#### Aim 1
Pull out every entry that pairs a phrase with point coordinates, and reproduce each phrase and its coordinate lines verbatim.

#### Excerpt to read
══════════
Monday, November 29, 2010

Holiday Handbook: Money and Mayhem

The holidays. At times, hectic. Hopefully not horrific. Possibly holy (if you are so inclined). Occassionally hilarious. And, if we are lucky, for the most part happy. Join me on Mondays as we find ways to navigate the Season with style and smarts, and, most importantly, without losing our sanity.

Christmas morning is proof that it is more blessed to give than to receive. Anyone who has seen the look on a child's or loved one's face when they open that perfect gift knows that feeling. The memory is priceless. However, too many priceless presents add up. Come mid-January, when we open those credit card statements, we know exactly how much priceless really costs!

So, in a country still reeling in recession, the question becomes how can we create priceless moments without breaking the bank and maxing out the cards? Here are a few suggestions.

Make It an Event: Instead of spending a lot on friends and extended family, have a big night out at a favorite restaurant and make it a big celebration. Otherwise, have everyone over and have each person bring a dish or a game. The gift is the gift of togetherness and that is something you'll never want to exchange!

The Three Wise Men: I have a friend that has three boys. Her philosophy is simple, Jesus was the Son of God and he only got three gifts (one from each wise man), so why should each kid get more? I know that won't go over well in every home but if your kids are young, this could be a good tradition to start! LOL!

Exchange It: If you aren't doing it already, consider a gift exchange. Let all the adult siblings, aunts, uncles and cousins put their names in a hat, you are only required to get a gift for the person who's name you pull. It also helps if you set a price limit.

Go In Together: For parents or grandparents, pitch in and get one big gift from all of you (if you can decide on what to get).

Start Early: Sure it's too late to do this now but keep it in mind for next year. Start right after Christmas and take advantage of sales all year long. Put those perfect gifts up in a closet. This glut of gifts also comes in handy if you end up needing a last minute birthday or shower gift!

Save Up: If you bank with a credit union or certain banks, you might be able to start a Christmas fund. Put a little aside out of every check (do a direct deposit if possible) and by next year, you'll be in a position to have a great holiday shopping season.
══════════
#### Data to use
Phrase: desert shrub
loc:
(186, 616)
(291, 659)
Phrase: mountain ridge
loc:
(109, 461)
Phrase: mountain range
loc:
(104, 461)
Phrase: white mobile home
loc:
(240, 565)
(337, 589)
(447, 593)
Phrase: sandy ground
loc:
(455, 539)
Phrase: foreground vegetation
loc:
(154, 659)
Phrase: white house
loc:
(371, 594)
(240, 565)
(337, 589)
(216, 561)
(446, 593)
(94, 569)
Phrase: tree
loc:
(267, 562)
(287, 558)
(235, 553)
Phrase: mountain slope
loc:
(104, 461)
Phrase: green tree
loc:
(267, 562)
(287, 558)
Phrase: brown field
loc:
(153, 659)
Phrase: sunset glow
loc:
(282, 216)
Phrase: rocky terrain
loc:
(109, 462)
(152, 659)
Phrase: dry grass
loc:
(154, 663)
══════════
#### Aim 2
In the holiday budgeting post, how many gifts does the friend with three boys give each child?

#### Written solution 1
Phrase: desert shrub
loc:
(186, 616)
(291, 659)
Phrase: mountain ridge
loc:
(109, 461)
Phrase: mountain range
loc:
(104, 461)
Phrase: white mobile home
loc:
(240, 565)
(337, 589)
(447, 593)
Phrase: sandy ground
loc:
(455, 539)
Phrase: foreground vegetation
loc:
(154, 659)
Phrase: white house
loc:
(371, 594)
(240, 565)
(337, 589)
(216, 561)
(446, 593)
(94, 569)
Phrase: tree
loc:
(267, 562)
(287, 558)
(235, 553)
Phrase: mountain slope
loc:
(104, 461)
Phrase: green tree
loc:
(267, 562)
(287, 558)
Phrase: brown field
loc:
(153, 659)
Phrase: sunset glow
loc:
(282, 216)
Phrase: rocky terrain
loc:
(109, 462)
(152, 659)
Phrase: dry grass
loc:
(154, 663)

#### Written solution 2
Three gifts, one for each wise man.